┌─ Passage provided

Dear brothers and sisters,
A few days ago I was driving with a passenger I don’t know well. She’d been generous to tell me a few things about her life. Our common friend, who’d asked me to give her a ride, told me beforehand that she’d been in a ‘funk’, had been sleeping all day, didn’t want to leave the house.
When I asked her how she was (which, in the US, could be ‘how’s it going’, or in Australia, ‘how you going’), she kindly told me how she’d been struggling with her mother’s death over the last year. The emotional aspect also came with her own survival challenges as her mother’s departure also came not with inheriting debt and pressure and she’d already been just getting by.
Mostly I listened, acknowledging some of the painful parts, as well as highlighting how well she’d been doing in coping.
After 10 minutes or so, the stream of her sharing dried up. I had the impression she suddenly felt exposed, vulnerable, having disclosed so much about herself.
“How are you?” She said.
This happens often for me. When I ask someone how they are, they often sense that I really want to know, that it’s okay to tell me anything. And maybe because I do genuinely care – and listen well – people say things to me that they often don’t tell many or any others.
In all conversations, and in the creation of intimacy, there is a need for a certain symmetry, a balance of give and take, of depth, of exposure. One of the primary mechanisms of creating connection and intimacy is the sharing of our stories, and the more vulnerable we are in sharing them, the more private they are, the greater the intimacy created.
Depth of connection or love is not a function of time, even if time can serve that depth too.
I told her some of what was going on in my head and heart.

└─

Quote the letter word for word, starting with "When I asked" and going on through "much about herself.". The rows are not required for this work.

┌─ Information supplied

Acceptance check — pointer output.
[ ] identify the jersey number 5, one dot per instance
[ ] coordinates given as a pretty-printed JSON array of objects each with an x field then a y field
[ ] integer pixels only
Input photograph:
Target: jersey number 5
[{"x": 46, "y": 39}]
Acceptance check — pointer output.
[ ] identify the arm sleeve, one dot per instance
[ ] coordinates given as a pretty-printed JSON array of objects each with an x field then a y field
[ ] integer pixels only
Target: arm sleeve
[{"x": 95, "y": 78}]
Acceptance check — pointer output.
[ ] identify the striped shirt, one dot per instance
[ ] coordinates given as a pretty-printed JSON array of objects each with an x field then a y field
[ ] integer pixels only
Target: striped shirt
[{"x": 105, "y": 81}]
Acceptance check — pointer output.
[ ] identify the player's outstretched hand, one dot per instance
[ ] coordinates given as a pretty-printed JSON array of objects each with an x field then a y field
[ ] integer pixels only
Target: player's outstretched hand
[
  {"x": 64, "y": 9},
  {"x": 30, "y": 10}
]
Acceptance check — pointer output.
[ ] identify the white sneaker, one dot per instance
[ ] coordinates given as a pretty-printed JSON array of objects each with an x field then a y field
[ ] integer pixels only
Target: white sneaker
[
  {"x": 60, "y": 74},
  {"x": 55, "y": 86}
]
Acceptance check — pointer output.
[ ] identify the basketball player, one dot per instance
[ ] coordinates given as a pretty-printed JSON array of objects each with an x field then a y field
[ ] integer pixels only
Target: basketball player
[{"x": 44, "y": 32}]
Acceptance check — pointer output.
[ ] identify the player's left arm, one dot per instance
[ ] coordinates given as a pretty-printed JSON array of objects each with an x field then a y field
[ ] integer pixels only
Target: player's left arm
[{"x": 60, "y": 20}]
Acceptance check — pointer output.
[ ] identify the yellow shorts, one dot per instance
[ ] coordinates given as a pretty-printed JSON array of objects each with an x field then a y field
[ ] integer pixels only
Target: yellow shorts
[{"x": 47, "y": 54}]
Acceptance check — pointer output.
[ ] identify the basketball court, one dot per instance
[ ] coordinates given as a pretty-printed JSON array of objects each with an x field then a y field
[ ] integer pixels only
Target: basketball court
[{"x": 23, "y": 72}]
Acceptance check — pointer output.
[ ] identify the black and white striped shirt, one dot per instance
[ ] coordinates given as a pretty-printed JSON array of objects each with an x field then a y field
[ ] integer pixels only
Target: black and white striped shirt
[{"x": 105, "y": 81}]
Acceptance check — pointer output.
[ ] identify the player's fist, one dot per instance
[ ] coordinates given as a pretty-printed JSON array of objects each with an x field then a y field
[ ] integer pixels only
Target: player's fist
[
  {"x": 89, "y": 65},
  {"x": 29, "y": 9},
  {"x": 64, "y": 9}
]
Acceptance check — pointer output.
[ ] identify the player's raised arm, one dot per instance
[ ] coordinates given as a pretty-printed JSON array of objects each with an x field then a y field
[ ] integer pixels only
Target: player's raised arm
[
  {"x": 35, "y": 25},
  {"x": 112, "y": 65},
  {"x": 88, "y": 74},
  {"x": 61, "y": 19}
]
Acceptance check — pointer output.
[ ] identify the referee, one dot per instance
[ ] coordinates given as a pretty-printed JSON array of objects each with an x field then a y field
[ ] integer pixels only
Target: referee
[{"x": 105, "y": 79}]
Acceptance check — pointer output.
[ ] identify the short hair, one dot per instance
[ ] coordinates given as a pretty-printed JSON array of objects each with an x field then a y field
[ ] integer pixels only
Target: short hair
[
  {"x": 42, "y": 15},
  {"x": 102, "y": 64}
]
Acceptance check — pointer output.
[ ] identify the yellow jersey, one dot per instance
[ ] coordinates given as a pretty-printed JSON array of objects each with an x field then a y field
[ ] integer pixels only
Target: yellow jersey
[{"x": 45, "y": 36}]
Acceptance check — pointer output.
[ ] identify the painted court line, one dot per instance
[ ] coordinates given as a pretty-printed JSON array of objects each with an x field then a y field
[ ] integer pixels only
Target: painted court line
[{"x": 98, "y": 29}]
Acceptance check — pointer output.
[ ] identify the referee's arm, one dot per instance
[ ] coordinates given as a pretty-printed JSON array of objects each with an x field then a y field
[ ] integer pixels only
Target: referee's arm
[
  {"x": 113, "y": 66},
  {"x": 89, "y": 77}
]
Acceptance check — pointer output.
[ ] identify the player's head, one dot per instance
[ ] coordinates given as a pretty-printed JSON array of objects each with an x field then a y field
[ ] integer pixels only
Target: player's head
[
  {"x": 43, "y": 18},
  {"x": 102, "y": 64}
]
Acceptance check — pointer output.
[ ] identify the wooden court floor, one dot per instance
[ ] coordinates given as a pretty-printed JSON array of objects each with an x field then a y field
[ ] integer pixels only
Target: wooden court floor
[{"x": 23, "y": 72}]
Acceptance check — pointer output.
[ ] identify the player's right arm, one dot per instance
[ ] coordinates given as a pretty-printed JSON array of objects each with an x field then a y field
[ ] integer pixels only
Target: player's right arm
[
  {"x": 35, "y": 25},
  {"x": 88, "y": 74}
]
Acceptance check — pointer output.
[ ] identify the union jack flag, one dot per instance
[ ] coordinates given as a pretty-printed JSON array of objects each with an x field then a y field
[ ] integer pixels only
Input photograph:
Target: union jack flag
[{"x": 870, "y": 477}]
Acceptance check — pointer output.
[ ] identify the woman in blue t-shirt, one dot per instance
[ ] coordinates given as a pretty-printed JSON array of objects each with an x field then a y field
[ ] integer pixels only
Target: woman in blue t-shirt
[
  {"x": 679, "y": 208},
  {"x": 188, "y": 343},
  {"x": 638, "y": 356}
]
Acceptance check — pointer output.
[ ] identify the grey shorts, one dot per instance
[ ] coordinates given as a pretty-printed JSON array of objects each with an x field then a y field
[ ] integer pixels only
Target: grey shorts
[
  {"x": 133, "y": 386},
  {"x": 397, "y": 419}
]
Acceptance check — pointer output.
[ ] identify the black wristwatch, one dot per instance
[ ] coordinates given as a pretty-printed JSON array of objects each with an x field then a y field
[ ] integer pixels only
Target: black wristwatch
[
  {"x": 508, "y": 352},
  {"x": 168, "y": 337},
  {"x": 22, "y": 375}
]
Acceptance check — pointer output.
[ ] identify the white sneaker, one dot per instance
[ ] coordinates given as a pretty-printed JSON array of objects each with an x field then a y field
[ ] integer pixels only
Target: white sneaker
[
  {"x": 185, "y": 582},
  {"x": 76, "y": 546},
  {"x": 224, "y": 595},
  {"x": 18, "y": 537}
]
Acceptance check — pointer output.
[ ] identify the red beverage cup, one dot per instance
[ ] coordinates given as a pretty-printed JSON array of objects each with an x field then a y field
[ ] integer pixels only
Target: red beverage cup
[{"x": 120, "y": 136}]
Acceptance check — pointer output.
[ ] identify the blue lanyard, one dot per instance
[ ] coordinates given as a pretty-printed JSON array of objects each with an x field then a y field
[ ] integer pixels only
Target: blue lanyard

└─

> [Response for this exercise]:
When I asked her how she was (which, in the US, could be ‘how’s it going’, or in Australia, ‘how you going’), she kindly told me how she’d been struggling with her mother’s death over the last year. The emotional aspect also came with her own survival challenges as her mother’s departure also came not with inheriting debt and pressure and she’d already been just getting by.
Mostly I listened, acknowledging some of the painful parts, as well as highlighting how well she’d been doing in coping.
After 10 minutes or so, the stream of her sharing dried up. I had the impression she suddenly felt exposed, vulnerable, having disclosed so much about herself.